(Stored records)

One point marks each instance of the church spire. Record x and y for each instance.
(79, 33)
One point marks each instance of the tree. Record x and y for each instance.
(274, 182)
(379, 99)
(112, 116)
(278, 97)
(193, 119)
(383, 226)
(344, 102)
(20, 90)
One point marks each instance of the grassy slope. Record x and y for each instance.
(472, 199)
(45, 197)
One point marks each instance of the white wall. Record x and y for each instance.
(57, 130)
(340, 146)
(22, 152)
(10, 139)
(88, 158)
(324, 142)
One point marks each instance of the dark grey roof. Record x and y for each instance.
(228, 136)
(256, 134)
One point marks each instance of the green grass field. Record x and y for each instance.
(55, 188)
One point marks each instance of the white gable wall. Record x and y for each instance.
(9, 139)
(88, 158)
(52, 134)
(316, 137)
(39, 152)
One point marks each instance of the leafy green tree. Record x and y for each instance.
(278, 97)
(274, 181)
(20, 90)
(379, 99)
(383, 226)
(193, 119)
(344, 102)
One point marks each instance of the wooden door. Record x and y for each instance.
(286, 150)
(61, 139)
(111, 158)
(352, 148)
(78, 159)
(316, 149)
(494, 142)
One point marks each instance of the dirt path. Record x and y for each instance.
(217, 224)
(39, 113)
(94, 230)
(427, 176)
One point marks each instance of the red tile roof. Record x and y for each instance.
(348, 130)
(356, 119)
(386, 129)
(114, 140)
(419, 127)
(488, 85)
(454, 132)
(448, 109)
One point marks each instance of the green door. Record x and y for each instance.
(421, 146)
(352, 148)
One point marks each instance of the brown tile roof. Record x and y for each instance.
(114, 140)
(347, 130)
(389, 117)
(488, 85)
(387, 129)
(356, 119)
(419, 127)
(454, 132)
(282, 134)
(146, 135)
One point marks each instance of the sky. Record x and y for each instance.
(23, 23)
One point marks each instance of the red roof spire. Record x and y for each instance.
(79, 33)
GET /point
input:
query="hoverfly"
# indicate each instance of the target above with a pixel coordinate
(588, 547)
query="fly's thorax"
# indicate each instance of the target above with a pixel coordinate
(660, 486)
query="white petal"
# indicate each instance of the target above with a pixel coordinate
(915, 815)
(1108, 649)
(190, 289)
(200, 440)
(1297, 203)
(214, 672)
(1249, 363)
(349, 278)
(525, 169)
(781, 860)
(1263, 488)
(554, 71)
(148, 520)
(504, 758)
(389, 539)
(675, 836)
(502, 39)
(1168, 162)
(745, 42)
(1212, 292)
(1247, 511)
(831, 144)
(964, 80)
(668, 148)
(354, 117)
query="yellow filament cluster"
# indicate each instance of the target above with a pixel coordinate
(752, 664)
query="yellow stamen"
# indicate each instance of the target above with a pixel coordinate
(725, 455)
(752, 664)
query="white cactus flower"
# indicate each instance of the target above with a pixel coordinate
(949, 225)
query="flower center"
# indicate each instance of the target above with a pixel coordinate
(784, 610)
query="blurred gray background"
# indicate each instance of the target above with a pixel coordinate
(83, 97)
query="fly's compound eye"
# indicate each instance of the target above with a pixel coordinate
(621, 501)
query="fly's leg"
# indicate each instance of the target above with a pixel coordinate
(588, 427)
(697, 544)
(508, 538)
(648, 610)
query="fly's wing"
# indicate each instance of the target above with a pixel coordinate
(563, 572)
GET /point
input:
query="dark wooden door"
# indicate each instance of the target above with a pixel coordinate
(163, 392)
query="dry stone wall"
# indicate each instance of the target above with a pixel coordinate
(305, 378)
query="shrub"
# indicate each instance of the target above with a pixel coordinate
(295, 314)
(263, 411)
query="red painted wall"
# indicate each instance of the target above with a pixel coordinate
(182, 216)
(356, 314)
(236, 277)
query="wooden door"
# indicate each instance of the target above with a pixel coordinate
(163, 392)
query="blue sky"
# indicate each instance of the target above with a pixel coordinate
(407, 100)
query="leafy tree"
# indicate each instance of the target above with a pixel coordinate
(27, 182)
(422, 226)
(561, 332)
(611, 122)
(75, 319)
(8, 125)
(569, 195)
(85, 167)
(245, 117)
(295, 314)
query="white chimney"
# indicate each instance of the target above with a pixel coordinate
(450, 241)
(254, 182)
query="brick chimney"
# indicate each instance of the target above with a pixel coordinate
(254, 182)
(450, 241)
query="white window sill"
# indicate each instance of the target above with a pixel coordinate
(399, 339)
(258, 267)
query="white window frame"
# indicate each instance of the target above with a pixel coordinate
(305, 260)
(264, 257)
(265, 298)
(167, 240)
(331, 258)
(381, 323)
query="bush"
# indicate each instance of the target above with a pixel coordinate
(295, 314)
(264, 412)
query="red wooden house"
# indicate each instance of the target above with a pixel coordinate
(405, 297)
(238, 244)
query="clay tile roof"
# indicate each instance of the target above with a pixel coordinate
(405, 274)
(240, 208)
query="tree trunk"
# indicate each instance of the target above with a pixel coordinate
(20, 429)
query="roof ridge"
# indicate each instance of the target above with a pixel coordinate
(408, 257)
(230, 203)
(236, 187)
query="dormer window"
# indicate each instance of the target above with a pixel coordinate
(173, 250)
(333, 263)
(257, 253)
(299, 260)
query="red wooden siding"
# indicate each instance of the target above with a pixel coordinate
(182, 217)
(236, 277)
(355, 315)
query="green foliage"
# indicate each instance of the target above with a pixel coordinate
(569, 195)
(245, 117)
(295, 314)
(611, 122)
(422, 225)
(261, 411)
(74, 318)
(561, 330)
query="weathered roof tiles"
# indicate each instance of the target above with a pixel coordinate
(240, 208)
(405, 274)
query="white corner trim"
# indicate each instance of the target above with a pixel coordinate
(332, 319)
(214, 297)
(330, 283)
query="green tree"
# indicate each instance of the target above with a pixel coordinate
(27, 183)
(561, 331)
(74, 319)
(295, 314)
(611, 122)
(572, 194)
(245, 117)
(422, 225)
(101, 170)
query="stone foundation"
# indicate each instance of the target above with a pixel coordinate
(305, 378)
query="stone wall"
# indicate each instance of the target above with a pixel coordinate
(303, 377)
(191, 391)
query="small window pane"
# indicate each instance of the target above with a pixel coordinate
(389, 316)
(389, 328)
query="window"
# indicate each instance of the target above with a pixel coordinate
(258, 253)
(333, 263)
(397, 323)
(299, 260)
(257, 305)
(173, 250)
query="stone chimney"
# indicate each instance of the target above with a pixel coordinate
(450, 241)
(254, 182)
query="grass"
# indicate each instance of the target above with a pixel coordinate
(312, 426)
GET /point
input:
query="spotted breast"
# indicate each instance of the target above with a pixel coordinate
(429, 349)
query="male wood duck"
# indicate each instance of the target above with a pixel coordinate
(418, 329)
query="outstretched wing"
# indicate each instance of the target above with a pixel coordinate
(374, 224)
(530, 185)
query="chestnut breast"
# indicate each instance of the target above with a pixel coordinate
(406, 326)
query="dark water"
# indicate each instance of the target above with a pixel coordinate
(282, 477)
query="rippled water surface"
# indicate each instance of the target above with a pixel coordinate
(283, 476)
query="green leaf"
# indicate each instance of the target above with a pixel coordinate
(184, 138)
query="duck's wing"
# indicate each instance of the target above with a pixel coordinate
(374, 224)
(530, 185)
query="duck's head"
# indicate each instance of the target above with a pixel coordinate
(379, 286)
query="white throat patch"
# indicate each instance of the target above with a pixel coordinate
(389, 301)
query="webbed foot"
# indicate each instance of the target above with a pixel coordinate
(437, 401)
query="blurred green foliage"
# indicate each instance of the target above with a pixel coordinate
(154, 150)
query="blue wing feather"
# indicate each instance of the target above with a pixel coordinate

* _Problem to solve_
Report how many lines in the data include the word "yellow". Nothing else is needed.

* _Task answer_
2